= Beginning of Section =

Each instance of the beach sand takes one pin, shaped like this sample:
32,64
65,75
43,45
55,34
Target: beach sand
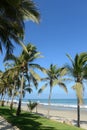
68,116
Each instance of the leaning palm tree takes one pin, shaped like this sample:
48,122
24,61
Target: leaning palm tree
13,14
54,78
78,70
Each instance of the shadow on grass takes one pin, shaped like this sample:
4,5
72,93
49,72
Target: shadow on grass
25,121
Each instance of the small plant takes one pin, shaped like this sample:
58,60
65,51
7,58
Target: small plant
32,105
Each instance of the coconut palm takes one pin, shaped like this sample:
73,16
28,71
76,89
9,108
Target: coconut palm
78,70
12,17
54,78
26,68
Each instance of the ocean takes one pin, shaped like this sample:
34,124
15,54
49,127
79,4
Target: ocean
59,103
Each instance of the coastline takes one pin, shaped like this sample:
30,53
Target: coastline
68,116
61,114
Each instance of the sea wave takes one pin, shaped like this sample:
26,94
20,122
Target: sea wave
65,105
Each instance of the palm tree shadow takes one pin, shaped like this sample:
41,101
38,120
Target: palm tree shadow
81,122
26,121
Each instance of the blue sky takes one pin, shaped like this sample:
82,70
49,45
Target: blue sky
62,29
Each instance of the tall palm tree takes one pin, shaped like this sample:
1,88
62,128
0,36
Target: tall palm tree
54,78
12,17
78,70
26,68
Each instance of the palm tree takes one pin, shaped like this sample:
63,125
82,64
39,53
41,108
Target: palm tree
78,70
54,77
26,68
12,17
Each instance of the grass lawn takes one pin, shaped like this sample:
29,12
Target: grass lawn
28,121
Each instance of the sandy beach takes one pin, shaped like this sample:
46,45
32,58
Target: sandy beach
65,115
68,116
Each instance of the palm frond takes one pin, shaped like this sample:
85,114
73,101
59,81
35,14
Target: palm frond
78,87
42,88
62,85
35,75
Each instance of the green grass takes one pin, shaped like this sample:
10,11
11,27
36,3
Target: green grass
28,121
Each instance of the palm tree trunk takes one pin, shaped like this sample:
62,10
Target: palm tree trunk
78,112
20,99
49,102
11,105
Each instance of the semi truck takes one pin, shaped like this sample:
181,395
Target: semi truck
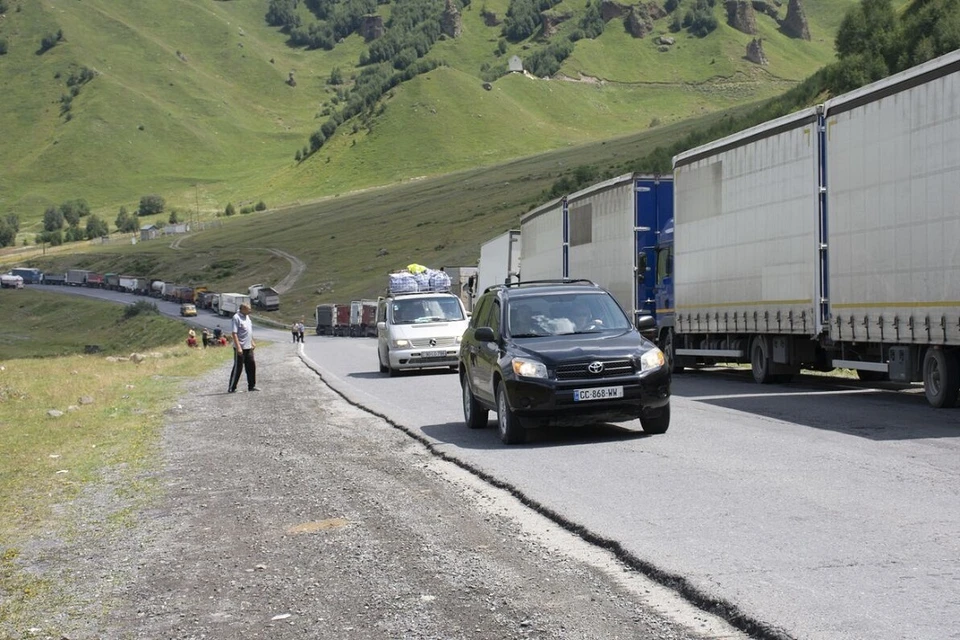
333,319
363,318
227,304
827,238
29,275
499,260
607,233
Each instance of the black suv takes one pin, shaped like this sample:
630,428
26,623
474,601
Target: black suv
559,352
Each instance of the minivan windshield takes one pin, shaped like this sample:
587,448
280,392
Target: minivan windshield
551,315
422,310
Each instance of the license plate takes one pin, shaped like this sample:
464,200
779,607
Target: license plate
598,393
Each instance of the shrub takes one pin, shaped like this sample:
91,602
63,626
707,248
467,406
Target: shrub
141,308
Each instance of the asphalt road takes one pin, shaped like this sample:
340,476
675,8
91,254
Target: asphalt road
821,509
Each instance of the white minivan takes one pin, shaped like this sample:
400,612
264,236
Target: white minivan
419,330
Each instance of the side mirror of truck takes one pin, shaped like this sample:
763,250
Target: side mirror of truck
484,334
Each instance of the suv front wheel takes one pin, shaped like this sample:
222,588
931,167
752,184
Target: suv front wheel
473,413
511,431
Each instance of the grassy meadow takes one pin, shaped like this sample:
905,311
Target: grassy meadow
105,441
191,102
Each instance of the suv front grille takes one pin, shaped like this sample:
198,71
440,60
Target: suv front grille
424,343
580,370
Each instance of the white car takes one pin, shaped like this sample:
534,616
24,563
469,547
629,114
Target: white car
419,330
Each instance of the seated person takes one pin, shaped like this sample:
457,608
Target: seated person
583,320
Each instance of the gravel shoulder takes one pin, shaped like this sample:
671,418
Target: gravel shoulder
291,513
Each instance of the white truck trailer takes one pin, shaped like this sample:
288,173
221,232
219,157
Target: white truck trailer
499,260
828,238
227,304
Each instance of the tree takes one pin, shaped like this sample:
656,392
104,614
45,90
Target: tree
52,219
97,228
151,204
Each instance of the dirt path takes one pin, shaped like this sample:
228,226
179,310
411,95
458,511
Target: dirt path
289,513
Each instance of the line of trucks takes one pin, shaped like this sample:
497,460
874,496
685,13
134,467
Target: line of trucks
224,304
828,238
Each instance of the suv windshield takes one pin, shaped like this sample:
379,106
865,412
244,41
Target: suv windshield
551,315
421,310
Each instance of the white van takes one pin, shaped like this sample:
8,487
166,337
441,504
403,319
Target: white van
419,330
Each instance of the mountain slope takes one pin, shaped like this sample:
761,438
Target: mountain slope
191,101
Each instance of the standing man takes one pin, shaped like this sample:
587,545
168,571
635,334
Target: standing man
243,345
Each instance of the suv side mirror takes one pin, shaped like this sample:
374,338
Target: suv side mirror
484,334
646,324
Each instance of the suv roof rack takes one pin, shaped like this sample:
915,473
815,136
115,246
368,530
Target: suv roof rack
524,283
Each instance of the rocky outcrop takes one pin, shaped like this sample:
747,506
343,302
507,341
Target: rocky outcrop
451,23
741,16
551,20
638,22
795,24
755,52
767,7
490,18
371,27
609,9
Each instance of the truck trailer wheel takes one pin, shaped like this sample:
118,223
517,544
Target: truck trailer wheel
760,361
941,378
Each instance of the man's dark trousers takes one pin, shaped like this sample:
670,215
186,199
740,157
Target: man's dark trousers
243,361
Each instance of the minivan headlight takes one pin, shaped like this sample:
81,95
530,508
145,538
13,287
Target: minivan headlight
651,360
529,368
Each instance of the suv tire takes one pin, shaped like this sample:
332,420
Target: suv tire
475,415
511,431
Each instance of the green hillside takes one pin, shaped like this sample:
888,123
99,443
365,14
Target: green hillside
190,100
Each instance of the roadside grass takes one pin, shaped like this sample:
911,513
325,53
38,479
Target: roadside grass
37,324
349,243
47,462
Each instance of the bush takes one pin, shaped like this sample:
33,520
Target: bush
141,308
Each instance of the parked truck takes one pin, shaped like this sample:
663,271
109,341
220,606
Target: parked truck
607,233
77,277
828,238
333,319
499,260
267,299
227,304
29,275
363,318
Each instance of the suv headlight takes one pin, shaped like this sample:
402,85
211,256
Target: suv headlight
529,368
651,360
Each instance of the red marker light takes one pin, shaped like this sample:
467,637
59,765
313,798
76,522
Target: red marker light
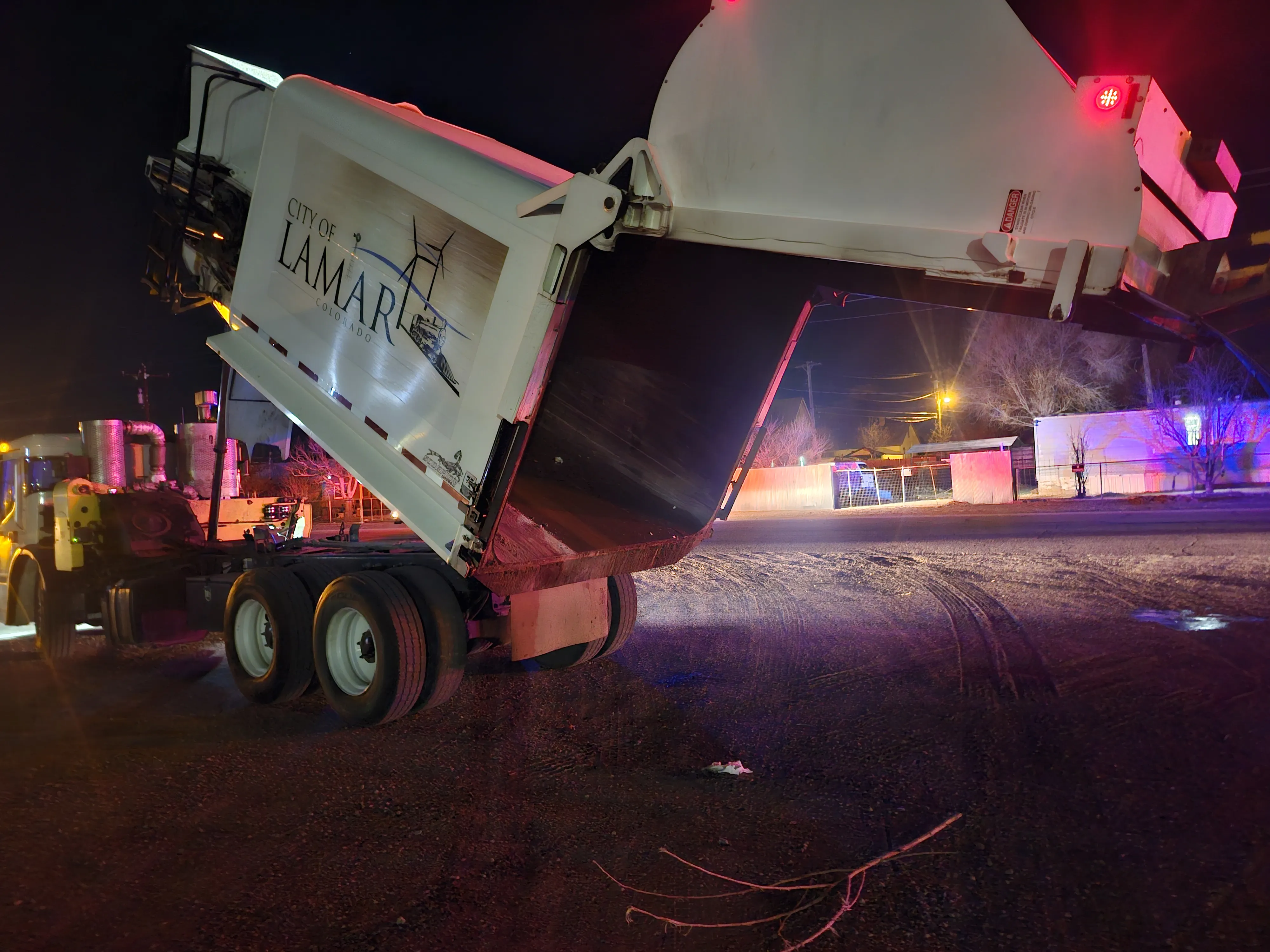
1108,98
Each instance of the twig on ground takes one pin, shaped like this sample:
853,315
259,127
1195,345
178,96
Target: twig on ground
853,883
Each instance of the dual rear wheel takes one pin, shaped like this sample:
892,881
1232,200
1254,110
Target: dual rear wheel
380,644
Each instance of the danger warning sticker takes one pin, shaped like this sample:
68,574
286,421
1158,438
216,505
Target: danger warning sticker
1020,211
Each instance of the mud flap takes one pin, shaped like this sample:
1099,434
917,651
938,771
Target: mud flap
553,619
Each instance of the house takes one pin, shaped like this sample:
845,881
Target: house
787,411
1127,453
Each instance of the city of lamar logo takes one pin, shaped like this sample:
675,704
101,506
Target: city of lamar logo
427,331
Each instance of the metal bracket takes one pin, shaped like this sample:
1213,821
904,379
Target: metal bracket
1071,280
591,206
647,204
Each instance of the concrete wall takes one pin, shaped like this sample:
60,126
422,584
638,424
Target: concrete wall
1127,453
787,488
982,478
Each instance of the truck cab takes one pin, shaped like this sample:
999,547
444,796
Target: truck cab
30,470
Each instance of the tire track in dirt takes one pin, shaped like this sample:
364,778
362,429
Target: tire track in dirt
996,657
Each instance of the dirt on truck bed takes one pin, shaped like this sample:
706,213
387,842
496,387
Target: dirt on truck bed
1094,706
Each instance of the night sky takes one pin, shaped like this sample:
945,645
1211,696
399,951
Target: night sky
91,91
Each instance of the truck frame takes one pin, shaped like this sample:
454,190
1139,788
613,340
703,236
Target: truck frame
561,379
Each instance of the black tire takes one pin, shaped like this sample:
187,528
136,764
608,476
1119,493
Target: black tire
370,648
445,633
567,657
623,609
269,644
316,576
55,631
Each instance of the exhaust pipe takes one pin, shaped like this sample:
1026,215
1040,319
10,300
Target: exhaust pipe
158,442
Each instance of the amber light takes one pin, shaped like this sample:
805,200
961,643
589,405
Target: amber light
1108,98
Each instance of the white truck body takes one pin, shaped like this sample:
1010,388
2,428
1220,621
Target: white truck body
404,285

= End of Section =

• _WHAT TO PRODUCE_: Copy exactly the material above from the line with "Each instance of the semi" to the line with "Each instance of the minivan windshield", ends included, and nothing else. Leave out any picture.

• _WRITTEN RESPONSE_:
Each instance of the semi truck takes one pin, shaped like this sample:
181,395
Target: semi truck
333,319
363,318
227,304
827,238
29,275
499,260
607,233
Each instance of the black suv takes one pin, shaped like this sample:
630,428
26,623
474,601
Target: black suv
559,352
Each instance of the minivan windshield takes one pin, shaped like this sample:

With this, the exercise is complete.